The cells were molecularly characterized by long serial analysis of gene expression (longSAGE). Data showed that 19 genes are characteristic for both embryonic neural crest stem cells and EPI-NCSC, but are not expressed by epidermal stem cells. These 19 genes were validated at the protein level by immunocytochemistry. “We used that molecular signature to compare it to other published data to find out if our cells are unique—and they are unique among skin resident stem cells.”

One of the challenges in working with human EPI-NCSC is expansion in cell culture. Dr. Blum said her lab has developed a technique to efficiently accomplish this, but was unable to provide details due to IP restrictions.

In another study, Dr. Blum wanted to see if her cells expressed the same four genes that are used for induced pluripotent stem cells. Data shows that Myc, Sox2, Klf4, and Lin28 are expressed at levels similar to mouse embryonic stem cells. However, the pluripotency genes Nanog and Oct4 are expressed at 700- to 800-fold lower compared to embryonic stem cells. “This likely explains the fact that EPI-NCSC did not form tumors in the spinal cord of mice.”

In collaboration with the Brain Research Institute, the cells were tested in mice with spinal cord injuries. Data showed integration into the spinal cord, cell survival in high numbers, vascularization of the scar, bridging of the lesion, and no tumor formation. Potential therapeutic applications include spinal cord injury, repair of neural degeneration, as well as bone transplants.

- Material shown
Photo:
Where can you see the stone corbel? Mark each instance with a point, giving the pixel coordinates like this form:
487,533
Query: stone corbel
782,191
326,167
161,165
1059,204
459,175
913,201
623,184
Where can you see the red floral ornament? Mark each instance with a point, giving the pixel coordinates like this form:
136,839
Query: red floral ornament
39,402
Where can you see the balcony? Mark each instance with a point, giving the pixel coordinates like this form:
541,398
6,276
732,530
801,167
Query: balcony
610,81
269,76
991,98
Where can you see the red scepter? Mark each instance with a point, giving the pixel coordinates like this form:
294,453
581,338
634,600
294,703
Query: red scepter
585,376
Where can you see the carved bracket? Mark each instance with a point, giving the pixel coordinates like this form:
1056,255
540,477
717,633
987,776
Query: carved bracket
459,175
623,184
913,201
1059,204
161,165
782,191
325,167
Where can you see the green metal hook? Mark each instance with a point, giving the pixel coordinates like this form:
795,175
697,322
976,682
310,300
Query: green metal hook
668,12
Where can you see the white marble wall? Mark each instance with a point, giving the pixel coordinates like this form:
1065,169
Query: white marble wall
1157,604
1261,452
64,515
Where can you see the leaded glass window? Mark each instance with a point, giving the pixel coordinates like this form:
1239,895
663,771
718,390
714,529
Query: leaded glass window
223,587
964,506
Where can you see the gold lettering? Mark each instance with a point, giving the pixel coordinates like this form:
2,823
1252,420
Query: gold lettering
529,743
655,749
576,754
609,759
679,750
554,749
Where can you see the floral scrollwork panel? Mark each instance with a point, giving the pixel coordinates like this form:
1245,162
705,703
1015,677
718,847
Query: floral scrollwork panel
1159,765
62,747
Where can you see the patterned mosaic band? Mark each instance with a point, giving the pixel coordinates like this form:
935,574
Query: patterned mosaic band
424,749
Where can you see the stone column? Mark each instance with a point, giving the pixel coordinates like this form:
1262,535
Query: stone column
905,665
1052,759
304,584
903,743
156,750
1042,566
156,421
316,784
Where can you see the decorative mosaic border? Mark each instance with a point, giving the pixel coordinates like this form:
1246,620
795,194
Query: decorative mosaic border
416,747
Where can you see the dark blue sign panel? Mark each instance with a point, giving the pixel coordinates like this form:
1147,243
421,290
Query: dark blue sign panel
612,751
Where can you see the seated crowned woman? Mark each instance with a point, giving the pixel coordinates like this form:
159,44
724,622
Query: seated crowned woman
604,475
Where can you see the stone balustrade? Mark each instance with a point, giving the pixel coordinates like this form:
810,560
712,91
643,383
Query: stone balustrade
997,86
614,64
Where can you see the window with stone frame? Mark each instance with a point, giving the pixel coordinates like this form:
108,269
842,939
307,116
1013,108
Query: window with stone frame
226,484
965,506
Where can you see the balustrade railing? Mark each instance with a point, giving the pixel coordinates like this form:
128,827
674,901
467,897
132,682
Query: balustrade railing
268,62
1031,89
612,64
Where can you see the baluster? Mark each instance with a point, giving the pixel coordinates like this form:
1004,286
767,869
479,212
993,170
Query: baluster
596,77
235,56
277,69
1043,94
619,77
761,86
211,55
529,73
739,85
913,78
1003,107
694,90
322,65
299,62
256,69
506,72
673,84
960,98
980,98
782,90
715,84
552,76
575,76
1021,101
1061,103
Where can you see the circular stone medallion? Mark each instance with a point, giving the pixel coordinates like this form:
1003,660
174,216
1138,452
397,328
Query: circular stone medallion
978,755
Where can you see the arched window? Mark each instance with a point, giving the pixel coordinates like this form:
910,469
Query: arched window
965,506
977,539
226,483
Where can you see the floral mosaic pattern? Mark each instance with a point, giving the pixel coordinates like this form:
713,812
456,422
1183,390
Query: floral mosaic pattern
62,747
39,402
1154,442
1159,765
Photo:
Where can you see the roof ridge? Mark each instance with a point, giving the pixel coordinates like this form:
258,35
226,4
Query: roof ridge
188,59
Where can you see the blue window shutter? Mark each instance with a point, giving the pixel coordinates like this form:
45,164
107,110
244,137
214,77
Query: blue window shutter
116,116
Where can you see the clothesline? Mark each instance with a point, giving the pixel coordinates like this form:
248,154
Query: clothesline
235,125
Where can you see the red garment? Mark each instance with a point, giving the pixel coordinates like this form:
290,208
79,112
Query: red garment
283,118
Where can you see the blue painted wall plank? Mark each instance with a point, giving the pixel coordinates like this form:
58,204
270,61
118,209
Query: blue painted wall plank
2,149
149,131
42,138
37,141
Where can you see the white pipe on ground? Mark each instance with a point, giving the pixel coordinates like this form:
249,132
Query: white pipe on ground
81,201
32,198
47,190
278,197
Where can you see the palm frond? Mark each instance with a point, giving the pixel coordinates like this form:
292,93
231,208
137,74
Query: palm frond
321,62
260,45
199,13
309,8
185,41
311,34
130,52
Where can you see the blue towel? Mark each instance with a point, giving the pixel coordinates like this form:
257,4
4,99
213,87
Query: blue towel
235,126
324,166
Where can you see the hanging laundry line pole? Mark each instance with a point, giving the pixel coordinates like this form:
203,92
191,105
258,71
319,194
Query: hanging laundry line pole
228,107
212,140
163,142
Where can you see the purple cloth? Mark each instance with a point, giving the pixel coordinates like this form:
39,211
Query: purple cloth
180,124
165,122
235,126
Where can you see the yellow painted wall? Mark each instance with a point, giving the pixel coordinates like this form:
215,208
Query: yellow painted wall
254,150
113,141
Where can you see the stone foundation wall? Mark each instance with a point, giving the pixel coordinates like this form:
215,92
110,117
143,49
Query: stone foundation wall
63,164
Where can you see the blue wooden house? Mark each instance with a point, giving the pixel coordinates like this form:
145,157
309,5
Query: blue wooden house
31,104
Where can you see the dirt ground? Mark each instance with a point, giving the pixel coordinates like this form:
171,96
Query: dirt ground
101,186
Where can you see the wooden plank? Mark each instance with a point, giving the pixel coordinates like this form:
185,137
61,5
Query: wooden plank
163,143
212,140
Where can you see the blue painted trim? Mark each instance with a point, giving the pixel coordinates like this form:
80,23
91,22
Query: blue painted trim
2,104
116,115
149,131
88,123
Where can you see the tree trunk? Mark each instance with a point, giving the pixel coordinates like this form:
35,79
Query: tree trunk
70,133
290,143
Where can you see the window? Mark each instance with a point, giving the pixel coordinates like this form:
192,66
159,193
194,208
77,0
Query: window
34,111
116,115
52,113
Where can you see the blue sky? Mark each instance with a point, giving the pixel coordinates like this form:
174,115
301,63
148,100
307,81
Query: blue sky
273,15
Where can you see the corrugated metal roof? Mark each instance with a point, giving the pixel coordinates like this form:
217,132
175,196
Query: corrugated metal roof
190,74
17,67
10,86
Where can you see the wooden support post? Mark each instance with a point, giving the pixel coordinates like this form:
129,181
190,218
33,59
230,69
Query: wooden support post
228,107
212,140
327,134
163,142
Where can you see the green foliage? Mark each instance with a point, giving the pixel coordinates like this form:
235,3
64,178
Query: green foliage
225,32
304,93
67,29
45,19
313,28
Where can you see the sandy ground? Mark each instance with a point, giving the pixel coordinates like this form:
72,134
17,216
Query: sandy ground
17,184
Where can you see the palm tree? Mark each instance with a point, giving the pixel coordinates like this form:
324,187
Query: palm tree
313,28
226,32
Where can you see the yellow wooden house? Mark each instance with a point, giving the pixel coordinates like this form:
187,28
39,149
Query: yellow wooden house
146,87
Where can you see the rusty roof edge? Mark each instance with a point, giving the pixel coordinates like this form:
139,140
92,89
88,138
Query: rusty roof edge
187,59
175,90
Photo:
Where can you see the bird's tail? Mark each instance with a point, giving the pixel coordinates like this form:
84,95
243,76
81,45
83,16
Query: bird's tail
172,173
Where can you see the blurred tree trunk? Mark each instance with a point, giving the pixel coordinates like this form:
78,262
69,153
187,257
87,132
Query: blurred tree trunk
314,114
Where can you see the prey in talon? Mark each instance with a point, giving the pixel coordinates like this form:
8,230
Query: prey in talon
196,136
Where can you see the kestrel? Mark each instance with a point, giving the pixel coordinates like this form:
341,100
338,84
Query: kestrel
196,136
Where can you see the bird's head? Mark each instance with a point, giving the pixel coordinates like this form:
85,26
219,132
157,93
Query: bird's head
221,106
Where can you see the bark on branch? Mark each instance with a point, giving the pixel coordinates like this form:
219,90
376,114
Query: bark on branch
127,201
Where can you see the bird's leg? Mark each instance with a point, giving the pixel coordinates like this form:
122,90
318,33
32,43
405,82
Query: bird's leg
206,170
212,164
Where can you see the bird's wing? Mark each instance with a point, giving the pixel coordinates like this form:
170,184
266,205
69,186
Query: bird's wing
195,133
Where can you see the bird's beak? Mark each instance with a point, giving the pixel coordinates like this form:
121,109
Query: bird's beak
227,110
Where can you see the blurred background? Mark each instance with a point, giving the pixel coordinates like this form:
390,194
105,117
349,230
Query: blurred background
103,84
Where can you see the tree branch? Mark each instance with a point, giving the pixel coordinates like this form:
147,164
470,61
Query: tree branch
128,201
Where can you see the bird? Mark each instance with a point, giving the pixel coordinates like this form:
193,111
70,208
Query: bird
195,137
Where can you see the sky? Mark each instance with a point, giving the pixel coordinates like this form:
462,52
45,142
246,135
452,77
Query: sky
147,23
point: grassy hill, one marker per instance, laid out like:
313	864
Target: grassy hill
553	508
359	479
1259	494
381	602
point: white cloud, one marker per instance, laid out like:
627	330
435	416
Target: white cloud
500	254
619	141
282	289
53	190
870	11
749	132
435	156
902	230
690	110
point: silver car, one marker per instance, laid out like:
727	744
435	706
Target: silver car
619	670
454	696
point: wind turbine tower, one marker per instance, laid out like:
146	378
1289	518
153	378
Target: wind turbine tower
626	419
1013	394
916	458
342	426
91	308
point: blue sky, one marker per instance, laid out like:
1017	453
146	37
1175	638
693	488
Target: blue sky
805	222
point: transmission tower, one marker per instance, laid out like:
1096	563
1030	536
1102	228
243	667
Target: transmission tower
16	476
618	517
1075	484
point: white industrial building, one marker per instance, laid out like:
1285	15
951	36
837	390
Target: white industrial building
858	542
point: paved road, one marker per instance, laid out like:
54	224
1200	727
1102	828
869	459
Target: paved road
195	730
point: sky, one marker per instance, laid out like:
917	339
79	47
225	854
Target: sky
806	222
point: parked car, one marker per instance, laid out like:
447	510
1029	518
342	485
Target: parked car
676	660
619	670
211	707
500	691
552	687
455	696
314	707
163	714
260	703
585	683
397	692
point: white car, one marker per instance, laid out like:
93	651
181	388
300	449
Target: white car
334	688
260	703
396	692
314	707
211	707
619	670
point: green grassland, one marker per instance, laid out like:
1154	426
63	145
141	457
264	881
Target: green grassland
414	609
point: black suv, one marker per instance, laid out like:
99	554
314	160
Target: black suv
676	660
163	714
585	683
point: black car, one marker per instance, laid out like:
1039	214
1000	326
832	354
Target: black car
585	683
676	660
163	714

- What is expected
Repeat word for word the part of the stem cell passage that starts with the words "In collaboration with" and ends with "as bone transplants.". You won't need the rows for this.

- Answer section
In collaboration with the Brain Research Institute, the cells were tested in mice with spinal cord injuries. Data showed integration into the spinal cord, cell survival in high numbers, vascularization of the scar, bridging of the lesion, and no tumor formation. Potential therapeutic applications include spinal cord injury, repair of neural degeneration, as well as bone transplants.